Data for this exercise START

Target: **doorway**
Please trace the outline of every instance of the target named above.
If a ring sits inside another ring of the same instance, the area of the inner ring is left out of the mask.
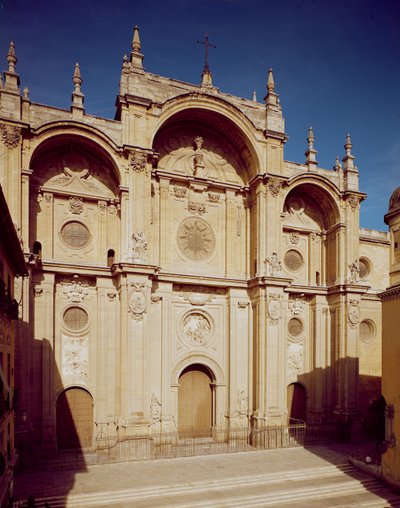
[[[93,439],[93,399],[82,388],[64,390],[57,399],[57,446],[88,448]]]
[[[179,377],[179,436],[211,436],[213,422],[213,379],[204,365],[186,367]]]
[[[306,421],[307,392],[301,383],[291,383],[287,387],[287,408],[289,418]]]

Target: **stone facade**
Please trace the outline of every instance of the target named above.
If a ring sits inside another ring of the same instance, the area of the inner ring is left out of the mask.
[[[60,110],[21,95],[8,62],[0,180],[31,256],[32,440],[196,433],[189,398],[212,427],[359,420],[380,393],[389,240],[359,228],[350,136],[333,169],[311,129],[305,163],[286,161],[272,70],[264,103],[220,92],[209,69],[199,86],[157,76],[137,28],[115,120],[85,113],[78,65]],[[189,376],[210,399],[182,393]]]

Data for this exercise END

Write out all the records exactly, omitting the images.

Target: **doorway**
Please trace the outline of every instance of the target named above.
If a ring sits inside another ring of the same instance, the area of the inner ring is left out of the mask.
[[[93,439],[93,399],[82,388],[64,390],[57,399],[57,446],[88,448]]]
[[[179,377],[179,436],[211,436],[213,422],[213,379],[204,365],[186,367]]]
[[[306,421],[307,392],[301,383],[291,383],[287,387],[287,408],[289,418]]]

Target: **stone facade**
Please trace the outline of every instance of the target named above.
If a ring sits inside another ring of the same instance, the area of the inner ring is left out of the mask.
[[[60,110],[21,95],[8,62],[0,180],[31,256],[32,440],[196,433],[189,398],[212,427],[359,420],[380,393],[389,240],[359,228],[350,136],[333,169],[311,129],[305,163],[286,161],[272,70],[264,103],[220,92],[209,69],[199,86],[157,76],[137,28],[115,120],[85,113],[78,65]],[[189,376],[210,399],[182,393]]]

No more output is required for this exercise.